## Testo fornito
╭──
Ordinare i frammenti di Giacomo Ruggeri sull'Osservatore Romano del 22-1-17


ripreso da ilsismografo.blogspot.it

Italia
Nella pedagogia di Ignazio di Loyola. Discernimento applicato alla vita L'Osservatore Romano
 
Padre Federico Lombardi è tra i vincitori del premio Buone Notizie Civitas Casertana — ideato dall’Unione cattolica stampa italiana e realizzato in collaborazione con il blog Buonenotizie del «Corriere della Sera» — che viene consegnato il 21 gennaio nella biblioteca del seminario di Caserta. Pubblichiamo stralci della prefazione che il gesuita ha scritto al volume appena uscito di don Giacomo Ruggeri, Ordinare i frammenti. Discernimento e cura personalis: la pedagogia di sant’Ignazio di Loyola (Rimini, Edizioni Fara, 2016, pagine 318, euro 18). (Federico Lombardi) Aiutare l’incontro di ogni persona umana con il suo Creatore, perché Egli possa lavorare in lei ed essa possa rispondergli e trovare il senso e la pienezza della sua vita. Questo cerca Ignazio e questo propone a chi lo segue e si ispira alla sua visione, sia come religioso gesuita, sia come persona che lo riconosca come guida del suo impegno apostolico o educativo. Nella prima parte del suo lavoro don Giacomo Ruggeri offre una presentazione davvero ben fatta di come questa visione originaria si esprime nella proposta più fondamentale di Ignazio — gli Esercizi Spirituali — e poi nelle altre sue opere, ma anche di come essa diventa ben presto motore dinamico e principio unificatore dello sviluppo di una pedagogia e di un’opera educativa che segnerà in profondità la storia d’Europa e si diffonderà anche in altri continenti. La famosa Ratio Studiorum, il documento in cui si esprime e su cui si basa la “pedagogia dei gesuiti” non si può infatti comprendere se non alla luce del principio della cura personalis, dell’attenzione a ogni studente, alla sua personale crescita integrale, umana e spirituale.
╰──
## Record forniti
╭──
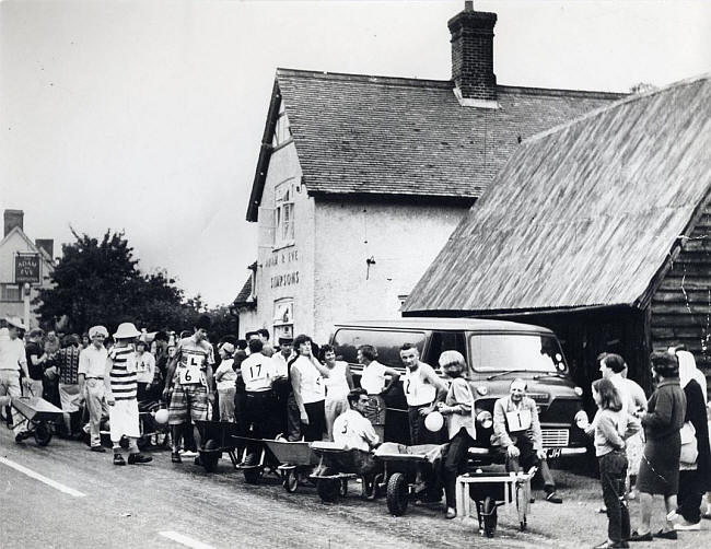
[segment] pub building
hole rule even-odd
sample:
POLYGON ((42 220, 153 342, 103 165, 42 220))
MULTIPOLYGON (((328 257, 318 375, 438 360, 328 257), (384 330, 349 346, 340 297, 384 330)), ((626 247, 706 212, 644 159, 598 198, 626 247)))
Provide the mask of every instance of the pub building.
╰──
## Consegne dell'esercizio
(A) Secondo il testo sulla pedagogia ignaziana, con quale scopo Ignazio cerca di aiutare l'incontro di ogni persona umana con il suo Creatore? Risponda in una o due frasi.
(B) Prosegua il testo sulla pedagogia ignaziana a partire dalla sua ultima frase.

## Soluzioni dell'esercizio
(A) Ignazio cerca di aiutare questo incontro perché il Creatore possa lavorare nella persona e questa possa rispondergli e trovare il senso e la pienezza della sua vita.

(B)
Dice giustamente don Ruggeri che «la cura della singola persona è cuore della pedagogia ignaziana», una pedagogia che «guarda più alla persona che deve crescere, che ai contenuti da trasmettere». L’impegno educativo dei gesuiti è continuato e continua fino a oggi, accompagnato sempre dalla riflessione sulle sue caratteristiche ispiratrici, a cui essi si vogliono mantenere fedeli pur traducendole in forme nuove adatte ai tempi, ritenendo che siano particolarmente appropriate per formare persone capaci di orientarsi e vivere in un tempo dinamico e complesso come il nostro. Anche di questo troviamo una presentazione sintetica, ma fedele e animata dall’apprezzamento e dalla simpatia dell’Autore, molto sensibile alla necessità di «porre la persona nella condizione di saper riconoscere la strada per “mettere ordine nella propria vita”, nella frammentarietà dei propri vissuti».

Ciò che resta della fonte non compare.